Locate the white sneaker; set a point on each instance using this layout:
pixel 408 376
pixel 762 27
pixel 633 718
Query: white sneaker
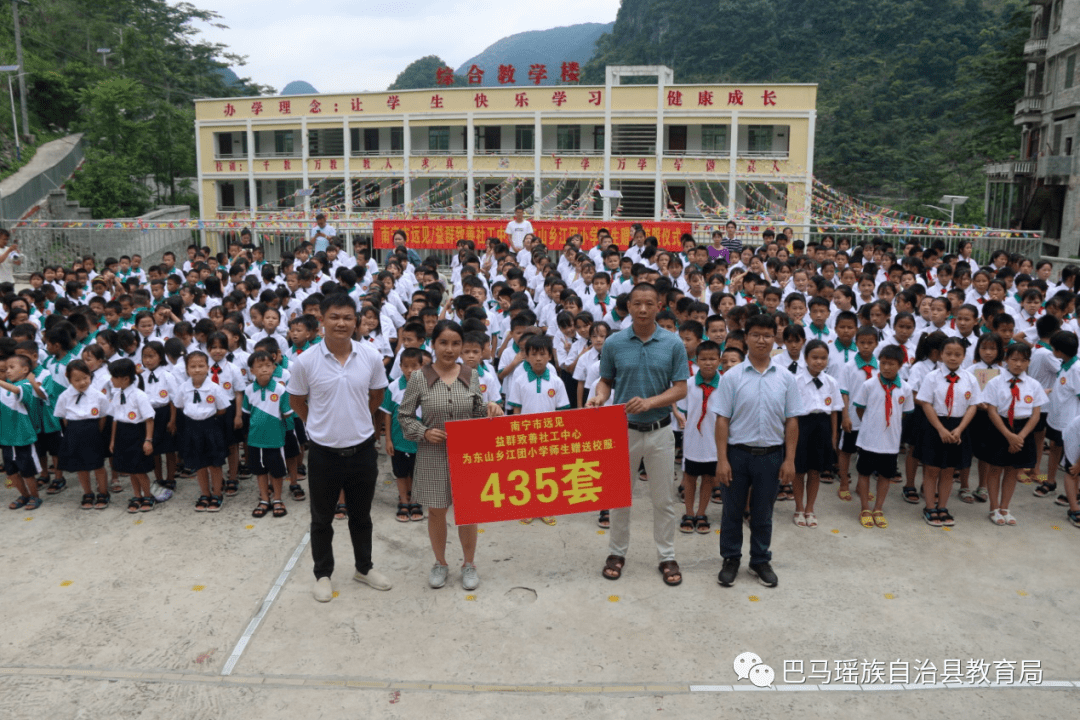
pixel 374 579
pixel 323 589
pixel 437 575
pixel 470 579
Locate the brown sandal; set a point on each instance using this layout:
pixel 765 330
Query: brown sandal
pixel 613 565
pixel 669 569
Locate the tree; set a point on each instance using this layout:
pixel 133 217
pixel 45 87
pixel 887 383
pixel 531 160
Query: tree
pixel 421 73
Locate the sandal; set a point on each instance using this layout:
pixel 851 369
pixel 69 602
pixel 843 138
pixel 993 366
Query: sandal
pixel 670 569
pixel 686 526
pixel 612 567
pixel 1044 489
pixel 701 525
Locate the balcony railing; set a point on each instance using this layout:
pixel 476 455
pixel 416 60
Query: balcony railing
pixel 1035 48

════

EXERCISE REQUIREMENTS:
Copy out every item above verbatim, leaving out the picture.

RESPONSE TO THIS EXERCISE:
Locate the white sneaker; set a point on each instance using this layout:
pixel 408 376
pixel 762 27
pixel 633 718
Query: white sneaker
pixel 374 579
pixel 323 589
pixel 437 575
pixel 470 579
Locate the brown sandal; set a point on each instance using this layout:
pixel 765 330
Query: brown sandal
pixel 613 565
pixel 669 569
Locate the tree; set a point on each instance using this layout:
pixel 133 217
pixel 45 87
pixel 887 383
pixel 531 160
Query: tree
pixel 421 73
Locate the sandal; set a point on each instance using this layout:
pixel 851 369
pixel 69 602
pixel 843 138
pixel 993 366
Query: sandal
pixel 670 569
pixel 686 526
pixel 612 567
pixel 1044 489
pixel 701 525
Locate the balcony railing; set a point on each instance using this layout:
pixel 476 455
pixel 416 60
Query: balcony railing
pixel 1035 48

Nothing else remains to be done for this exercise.